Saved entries
---+---

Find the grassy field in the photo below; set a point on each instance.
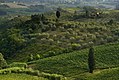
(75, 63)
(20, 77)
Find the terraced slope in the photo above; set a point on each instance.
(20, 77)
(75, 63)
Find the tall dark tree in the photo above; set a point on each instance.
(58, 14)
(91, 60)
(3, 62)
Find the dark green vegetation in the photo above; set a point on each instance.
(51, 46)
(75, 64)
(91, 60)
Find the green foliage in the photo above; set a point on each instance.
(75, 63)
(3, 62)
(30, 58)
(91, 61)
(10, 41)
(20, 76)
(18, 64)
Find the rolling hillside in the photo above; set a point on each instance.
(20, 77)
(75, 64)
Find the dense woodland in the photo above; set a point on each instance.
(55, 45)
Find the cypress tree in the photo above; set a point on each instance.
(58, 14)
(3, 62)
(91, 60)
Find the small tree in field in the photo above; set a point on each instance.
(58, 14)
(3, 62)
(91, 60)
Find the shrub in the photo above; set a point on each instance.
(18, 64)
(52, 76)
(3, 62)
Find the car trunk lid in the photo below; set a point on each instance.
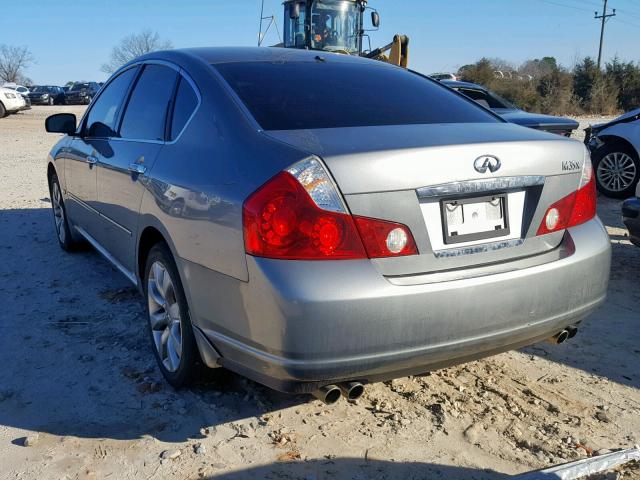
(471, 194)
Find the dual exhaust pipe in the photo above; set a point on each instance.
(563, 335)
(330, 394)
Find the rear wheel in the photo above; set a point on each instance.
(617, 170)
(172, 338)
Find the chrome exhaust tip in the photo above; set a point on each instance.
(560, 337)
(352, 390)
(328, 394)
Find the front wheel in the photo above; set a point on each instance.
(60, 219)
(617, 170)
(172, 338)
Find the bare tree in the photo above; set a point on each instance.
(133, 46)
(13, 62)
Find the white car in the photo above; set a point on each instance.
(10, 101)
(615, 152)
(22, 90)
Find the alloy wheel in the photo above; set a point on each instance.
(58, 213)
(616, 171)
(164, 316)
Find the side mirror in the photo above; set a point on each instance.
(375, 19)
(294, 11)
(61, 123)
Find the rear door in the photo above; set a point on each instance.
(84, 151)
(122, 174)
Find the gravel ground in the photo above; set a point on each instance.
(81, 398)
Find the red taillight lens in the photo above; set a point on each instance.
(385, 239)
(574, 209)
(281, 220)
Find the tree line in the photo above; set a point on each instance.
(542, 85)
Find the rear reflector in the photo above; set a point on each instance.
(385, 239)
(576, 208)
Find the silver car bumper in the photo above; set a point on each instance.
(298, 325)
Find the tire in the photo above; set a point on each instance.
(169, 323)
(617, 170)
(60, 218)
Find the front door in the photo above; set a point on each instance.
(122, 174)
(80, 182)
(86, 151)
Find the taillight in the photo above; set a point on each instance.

---+---

DESCRIPTION OF THE TASK
Repeat exactly the lines from the line containing "Find the red" through the last line of the records above, including both, and nothing else.

ANSWER TO THIS TASK
Find the red taillight lens in the photo above; set a point on each instance.
(385, 239)
(574, 209)
(281, 220)
Find the tree line in the photo above; set a point on each instance.
(542, 85)
Find the rear reflector in the photo above; set a point on each instance.
(385, 239)
(576, 208)
Find the silver car bumper in the photo above; set a point on each instance.
(298, 325)
Find the tire in the photo above; set a point on each instance.
(169, 323)
(617, 170)
(60, 218)
Find the front door in the photo above; set a point on each instance.
(122, 174)
(80, 182)
(86, 151)
Find the taillight in the photo above; set a point on each instance.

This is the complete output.